*WHAT YOU ARE ASKED TO DO*
Every record must be given again word for word; no picture belongs in the copy.

*DATA RECORDS*
- - - - - - -

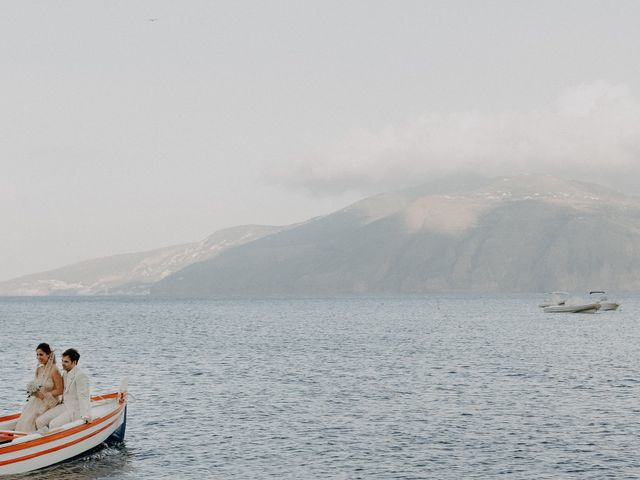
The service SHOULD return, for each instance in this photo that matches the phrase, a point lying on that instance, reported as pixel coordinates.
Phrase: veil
(46, 371)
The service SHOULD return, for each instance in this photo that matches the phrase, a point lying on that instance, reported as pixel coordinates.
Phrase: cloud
(592, 132)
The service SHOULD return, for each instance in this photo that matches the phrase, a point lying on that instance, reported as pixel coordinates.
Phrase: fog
(128, 126)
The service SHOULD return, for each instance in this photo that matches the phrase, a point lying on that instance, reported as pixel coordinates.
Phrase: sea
(446, 386)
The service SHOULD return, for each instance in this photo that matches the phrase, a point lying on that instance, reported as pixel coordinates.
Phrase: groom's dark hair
(73, 354)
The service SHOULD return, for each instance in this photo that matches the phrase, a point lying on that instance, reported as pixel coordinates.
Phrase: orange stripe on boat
(55, 449)
(57, 436)
(9, 417)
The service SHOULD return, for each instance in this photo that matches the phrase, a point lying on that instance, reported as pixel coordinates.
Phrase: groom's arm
(84, 397)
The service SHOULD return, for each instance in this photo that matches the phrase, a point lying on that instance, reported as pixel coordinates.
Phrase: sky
(132, 125)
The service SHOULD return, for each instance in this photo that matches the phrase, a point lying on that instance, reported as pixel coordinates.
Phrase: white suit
(76, 401)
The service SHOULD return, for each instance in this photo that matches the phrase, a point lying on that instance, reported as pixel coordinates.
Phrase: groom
(76, 398)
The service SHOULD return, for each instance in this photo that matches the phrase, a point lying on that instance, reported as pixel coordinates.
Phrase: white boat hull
(35, 451)
(586, 308)
(609, 306)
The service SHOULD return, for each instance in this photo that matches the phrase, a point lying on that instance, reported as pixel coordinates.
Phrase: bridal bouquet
(32, 387)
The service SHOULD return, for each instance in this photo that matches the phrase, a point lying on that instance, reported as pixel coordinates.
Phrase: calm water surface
(443, 387)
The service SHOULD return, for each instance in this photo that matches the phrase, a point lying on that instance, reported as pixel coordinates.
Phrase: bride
(50, 386)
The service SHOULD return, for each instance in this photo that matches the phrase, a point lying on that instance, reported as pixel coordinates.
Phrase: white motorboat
(582, 308)
(23, 452)
(573, 305)
(605, 303)
(554, 298)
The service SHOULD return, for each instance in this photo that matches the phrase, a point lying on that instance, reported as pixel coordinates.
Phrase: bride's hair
(45, 348)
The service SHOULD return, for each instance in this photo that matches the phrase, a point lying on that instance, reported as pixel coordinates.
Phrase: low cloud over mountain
(590, 133)
(526, 233)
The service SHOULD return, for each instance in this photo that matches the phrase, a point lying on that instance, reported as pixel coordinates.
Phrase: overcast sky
(132, 125)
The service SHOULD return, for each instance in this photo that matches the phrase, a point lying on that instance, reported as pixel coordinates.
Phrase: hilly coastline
(462, 234)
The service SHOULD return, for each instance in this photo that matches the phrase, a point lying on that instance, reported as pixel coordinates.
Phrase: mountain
(131, 274)
(508, 234)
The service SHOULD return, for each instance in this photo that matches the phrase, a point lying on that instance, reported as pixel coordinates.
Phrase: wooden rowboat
(23, 452)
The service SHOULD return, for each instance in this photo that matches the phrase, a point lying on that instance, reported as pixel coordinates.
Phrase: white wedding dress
(35, 406)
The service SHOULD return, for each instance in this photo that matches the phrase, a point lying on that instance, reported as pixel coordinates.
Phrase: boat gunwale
(58, 435)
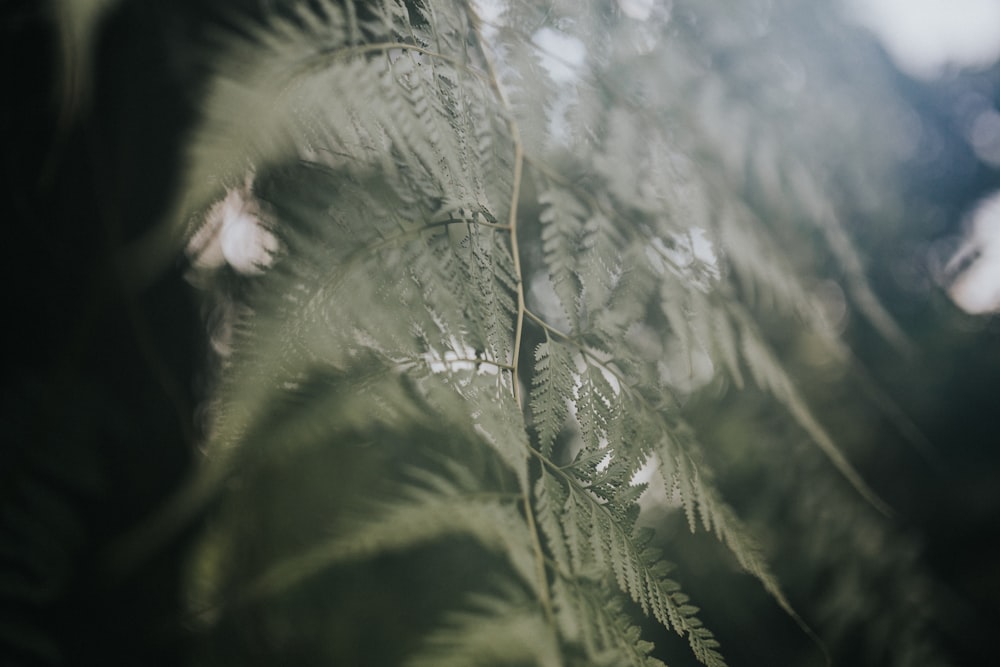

- - - - - - -

*TASK RESULT*
The service SHOULD return, for each instance in this photo that matches the phrase, a point lying on that instance, reported as pixel coordinates.
Phrase: veil
(46, 371)
The service SHOULD return, for each instance in this photo that matches the phrase, a point lying on that instance, reported as pixel coordinates.
Phrase: cloud
(592, 132)
The service SHOULD return, for each instance in this photo that matches the phrase, a point lying on that instance, reported as pixel coordinates.
Phrase: fog
(128, 126)
The service SHOULD return, for each instance in this photo that matches the phrase, a point lying on that instance, reported as pixel coordinates.
Phrase: sea
(446, 386)
The service SHOULD return, for each instance in this photo that matches the phrase, a point lying on that instance, reported as pixel coordinates.
Phrase: groom's dark hair
(73, 354)
The service SHOULD return, for each instance in this photo that matches the phrase, a point lying on that instance, reported as pixel coordinates.
Phrase: orange stripe on boat
(55, 449)
(57, 436)
(9, 417)
The service SHOULD return, for each instance in this photo that matches the phrase, a point lying on that instance, reported as pixel coordinates.
Phrase: groom's arm
(84, 397)
The service SHOULD return, for each instance in this photo that matches the phrase, a point lying on that instance, reported as pixel coordinates.
Phrase: sky
(132, 125)
The service SHOULD return, for each instance in this photo that matches the phrase, a point lying on that instance, reported as pixel coordinates.
Phrase: white suit
(76, 401)
The service SHOULD return, for each instance in this photo that matches the phrase, a point lying on that instance, reported as pixel coordinates.
Phrase: groom
(76, 398)
The service SHOULD return, for each instance in this photo that matches the phrase, a point lying on that instance, reported as pixel coordinates.
Phrase: white boat hull
(35, 451)
(586, 308)
(609, 306)
The service SHOULD return, for each instance in this photo that matches the phrase, a point lying on that instance, reported as pixel coordinates.
Phrase: bridal bouquet
(32, 387)
The service SHOULD return, for each instance in this photo that matches the phrase, a point lying on that instance, reported as pixel coordinates.
Phrase: calm water surface
(443, 387)
The service SHOULD return, for each instance in this photo that matches the phrase, a point lying on that instance, reported as pixel coordinates.
Phrase: bride
(50, 386)
The service SHOULD return, for each instance in this photo that matches the phrase, a point lying on that instance, reported as pixel coordinates.
Phrase: white motorboat
(582, 308)
(23, 452)
(573, 305)
(605, 303)
(554, 298)
The service SHOULD return, for each instance in this photo that matches the phrase, a point lying on that instance, reported as pixel coordinates.
Phrase: bride's hair
(45, 348)
The service SHOULD return, for each instance in this photo that matches the phrase, a point lying on that instance, reported as pixel coordinates.
Phrase: low cloud over mountain
(590, 133)
(526, 233)
The service SHOULD return, for each instance in this photo that matches the phrase, a point lying on that instance, reported as pixel coordinates.
Phrase: overcast sky
(132, 125)
The service SHOULD return, for each instance in this photo that matches the phrase, a point lying on that instance, reported as pixel coordinates.
Phrase: hilly coastline
(462, 234)
The service SHOULD return, for each instance in this photo that matches the phrase, a point lying on that instance, reported as pixel coordinates.
Phrase: mountain
(131, 274)
(508, 234)
The service SHOULD return, for each instance in this photo that matches the phrase, a point lying on that instance, reported as pixel coordinates.
Phrase: wooden rowboat
(23, 452)
The service SHOULD return, for each instance in this photo that matches the phrase, a point lying on that instance, reported as pixel coordinates.
Phrase: white wedding dress
(35, 406)
The service SHOULD return, for each instance in this photo that matches the phrase, a point lying on that instance, reported as pixel coordinates.
Phrase: boat gunwale
(58, 435)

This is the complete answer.